Written exercise
Can you copy out the material below from the line with "Q: Identify a point on each instance of the flower cluster" up to and including the line with "117), (93, 124)]", keeping the requests unchanged but multiplying every coordinate in the answers by 1.35? Round each result to a whole number, with halves going up, and give only those lines.

Given records
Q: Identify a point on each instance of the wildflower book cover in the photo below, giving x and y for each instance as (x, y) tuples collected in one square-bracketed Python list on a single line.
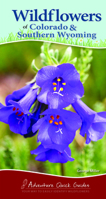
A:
[(52, 99)]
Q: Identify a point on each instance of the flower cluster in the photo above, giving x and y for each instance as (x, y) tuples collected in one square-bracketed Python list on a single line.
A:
[(39, 108)]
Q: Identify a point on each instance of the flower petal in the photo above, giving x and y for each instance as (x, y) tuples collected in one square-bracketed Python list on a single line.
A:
[(61, 136), (43, 136), (15, 125), (47, 73), (5, 112), (37, 125), (70, 73), (17, 95)]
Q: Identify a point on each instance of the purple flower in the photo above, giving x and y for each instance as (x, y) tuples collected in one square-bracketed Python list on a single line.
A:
[(52, 155), (17, 114), (60, 85), (57, 127), (18, 94), (34, 117), (93, 124)]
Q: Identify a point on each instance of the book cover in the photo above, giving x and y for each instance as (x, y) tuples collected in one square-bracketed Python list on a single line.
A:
[(52, 98)]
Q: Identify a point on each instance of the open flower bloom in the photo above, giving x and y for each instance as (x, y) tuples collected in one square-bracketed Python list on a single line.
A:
[(57, 127), (93, 124), (17, 114), (18, 94), (60, 86), (52, 155), (34, 117)]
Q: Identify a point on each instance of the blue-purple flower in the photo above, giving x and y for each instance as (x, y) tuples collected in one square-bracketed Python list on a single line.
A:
[(93, 124), (18, 94), (60, 86), (57, 127), (17, 114), (52, 155)]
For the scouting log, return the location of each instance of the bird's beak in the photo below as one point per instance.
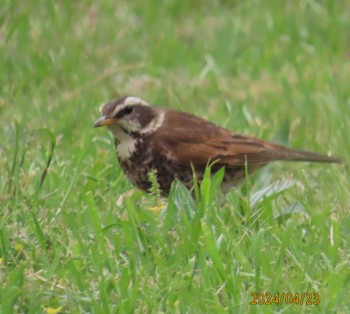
(104, 121)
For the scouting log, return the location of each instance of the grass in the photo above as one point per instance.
(75, 237)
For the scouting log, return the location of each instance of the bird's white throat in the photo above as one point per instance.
(126, 143)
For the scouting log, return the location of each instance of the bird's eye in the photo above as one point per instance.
(124, 112)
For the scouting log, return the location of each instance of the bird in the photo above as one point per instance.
(179, 145)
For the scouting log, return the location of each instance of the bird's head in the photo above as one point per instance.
(130, 115)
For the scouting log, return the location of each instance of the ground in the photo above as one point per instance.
(76, 237)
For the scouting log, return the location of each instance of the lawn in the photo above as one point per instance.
(76, 237)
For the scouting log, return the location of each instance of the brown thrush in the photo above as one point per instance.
(176, 143)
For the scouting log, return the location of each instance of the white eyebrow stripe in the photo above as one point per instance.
(129, 101)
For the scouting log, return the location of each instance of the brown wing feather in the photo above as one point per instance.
(194, 140)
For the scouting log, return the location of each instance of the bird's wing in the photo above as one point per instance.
(190, 139)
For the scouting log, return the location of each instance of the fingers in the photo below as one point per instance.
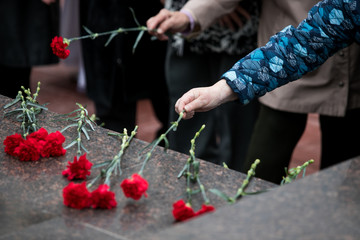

Solved exercise
Q: Identify a point on each instance of the flower cluster in the photo above, giving x and y for each instance as (x, y) tuples collected in one square-bracketed Python list on a single line.
A:
[(53, 146)]
Q: Identify a point on each instance of the flower petal in the photo above, giving x and y for each instance as (x, y) tuples collected in one square-bracketed Python list on a single line.
A:
[(82, 184), (58, 184), (20, 169), (63, 99), (7, 151), (50, 169), (95, 99), (23, 128)]
Q: Identify a point on each instance of the purple flower in the photo above, giving x and y for each instance as (x, y) tuples collected in one square-bracketed Python list on a single line.
A:
[(70, 209), (23, 154), (81, 115), (77, 171), (24, 127), (46, 158), (126, 167)]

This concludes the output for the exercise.